SHORT EXERCISE 1
Reproduce the portion of the clustering passage from "find the two" to "of aggregation desired." verbatim.

The figure allows us to see that, while some attributes such as the percentage of
female households (`pct_hh_female`

) display largely the same distribution for
each cluster, others paint a much more divided picture (e.g. `median_house_value`

).
Taken altogether, these graphs allow us to start delving into the multidimensional
complexity of each cluster and the types of areas behind them.

## Hierarchical Clustering¶

As mentioned above, k-means is only one clustering algorithm. There are plenty more. In this section, we will take a similar look at the San Diego dataset using another staple of the clustering toolkit: agglomerative hierarchical clustering (AHC). Agglomerative clustering works by building a hierarchy of clustering solutions that starts with all singletons (each observation is a single cluster in itself) and ends with all observations assigned to the same cluster. These extremes are not very useful in themselves. But, in between, the hierarchy contains many distinct clustering solutions with varying levels of detail. The intuition behind the algorithm is also rather straightforward:

begin with everyone as part of its own cluster;

find the two closest observations based on a distance metric (e.g. euclidean);

join them into a new cluster;

repeat steps 2) and 3) until reaching the degree of aggregation desired.

(Rows from a pointing dataset)
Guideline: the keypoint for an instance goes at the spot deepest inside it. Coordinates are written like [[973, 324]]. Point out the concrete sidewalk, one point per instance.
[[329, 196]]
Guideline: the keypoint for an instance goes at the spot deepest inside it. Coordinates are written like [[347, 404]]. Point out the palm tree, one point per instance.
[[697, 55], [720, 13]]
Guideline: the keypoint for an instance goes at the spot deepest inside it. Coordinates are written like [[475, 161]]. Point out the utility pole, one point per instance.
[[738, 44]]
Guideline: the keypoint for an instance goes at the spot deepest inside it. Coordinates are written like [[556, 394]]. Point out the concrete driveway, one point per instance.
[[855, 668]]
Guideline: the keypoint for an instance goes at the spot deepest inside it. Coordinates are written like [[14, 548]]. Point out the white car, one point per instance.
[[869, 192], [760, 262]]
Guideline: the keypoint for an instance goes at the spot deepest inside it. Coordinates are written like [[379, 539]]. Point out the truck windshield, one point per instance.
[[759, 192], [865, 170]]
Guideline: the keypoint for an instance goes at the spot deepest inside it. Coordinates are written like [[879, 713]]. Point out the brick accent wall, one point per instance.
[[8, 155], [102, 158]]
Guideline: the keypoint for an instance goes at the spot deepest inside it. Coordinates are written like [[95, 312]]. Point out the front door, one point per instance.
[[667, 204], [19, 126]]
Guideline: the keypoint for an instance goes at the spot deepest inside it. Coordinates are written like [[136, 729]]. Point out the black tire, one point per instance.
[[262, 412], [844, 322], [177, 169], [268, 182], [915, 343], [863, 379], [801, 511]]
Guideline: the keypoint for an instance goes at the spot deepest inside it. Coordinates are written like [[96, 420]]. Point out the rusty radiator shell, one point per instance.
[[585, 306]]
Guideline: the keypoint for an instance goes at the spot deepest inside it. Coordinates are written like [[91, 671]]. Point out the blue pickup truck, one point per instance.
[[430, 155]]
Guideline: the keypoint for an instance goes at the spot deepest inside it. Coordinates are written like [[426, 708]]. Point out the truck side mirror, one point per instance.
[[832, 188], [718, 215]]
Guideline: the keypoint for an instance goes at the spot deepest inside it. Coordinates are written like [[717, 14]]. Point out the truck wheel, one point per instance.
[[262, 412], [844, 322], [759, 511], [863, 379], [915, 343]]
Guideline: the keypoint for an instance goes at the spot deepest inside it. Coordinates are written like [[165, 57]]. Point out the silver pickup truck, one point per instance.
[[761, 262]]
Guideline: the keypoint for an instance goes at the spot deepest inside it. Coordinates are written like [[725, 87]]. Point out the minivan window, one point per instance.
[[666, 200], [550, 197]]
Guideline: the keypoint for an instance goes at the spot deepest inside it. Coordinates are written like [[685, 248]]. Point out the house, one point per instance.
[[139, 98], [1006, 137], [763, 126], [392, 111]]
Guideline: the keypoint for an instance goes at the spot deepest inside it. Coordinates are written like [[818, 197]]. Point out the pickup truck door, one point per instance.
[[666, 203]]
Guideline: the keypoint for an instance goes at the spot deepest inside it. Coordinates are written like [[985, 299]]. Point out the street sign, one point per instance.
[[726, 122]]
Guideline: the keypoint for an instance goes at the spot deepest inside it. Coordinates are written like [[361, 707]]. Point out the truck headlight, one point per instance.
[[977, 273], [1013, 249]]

SHORT EXERCISE 2
Render the listing, from the line with "windshield, one point per instance." to the line with "[[585, 306]]", as a JSON list of strings with one string per line and blank lines omitted.

FULL OUTPUT 1
find the two closest observations based on a distance metric (e.g. euclidean);

join them into a new cluster;

repeat steps 2) and 3) until reaching the degree of aggregation desired.

FULL OUTPUT 2
[
  "Guideline: the keypoint for an instance goes at the spot deepest inside it. Coordinates are written like [[379, 539]]. Point out the truck windshield, one point per instance.",
  "[[759, 192], [865, 170]]",
  "Guideline: the keypoint for an instance goes at the spot deepest inside it. Coordinates are written like [[879, 713]]. Point out the brick accent wall, one point per instance.",
  "[[8, 155], [102, 158]]",
  "Guideline: the keypoint for an instance goes at the spot deepest inside it. Coordinates are written like [[95, 312]]. Point out the front door, one point per instance.",
  "[[667, 204], [19, 126]]",
  "Guideline: the keypoint for an instance goes at the spot deepest inside it. Coordinates are written like [[136, 729]]. Point out the black tire, one point per instance.",
  "[[262, 412], [844, 322], [177, 169], [268, 182], [915, 343], [863, 379], [801, 511]]",
  "Guideline: the keypoint for an instance goes at the spot deepest inside it. Coordinates are written like [[96, 420]]. Point out the rusty radiator shell, one point per instance.",
  "[[585, 306]]"
]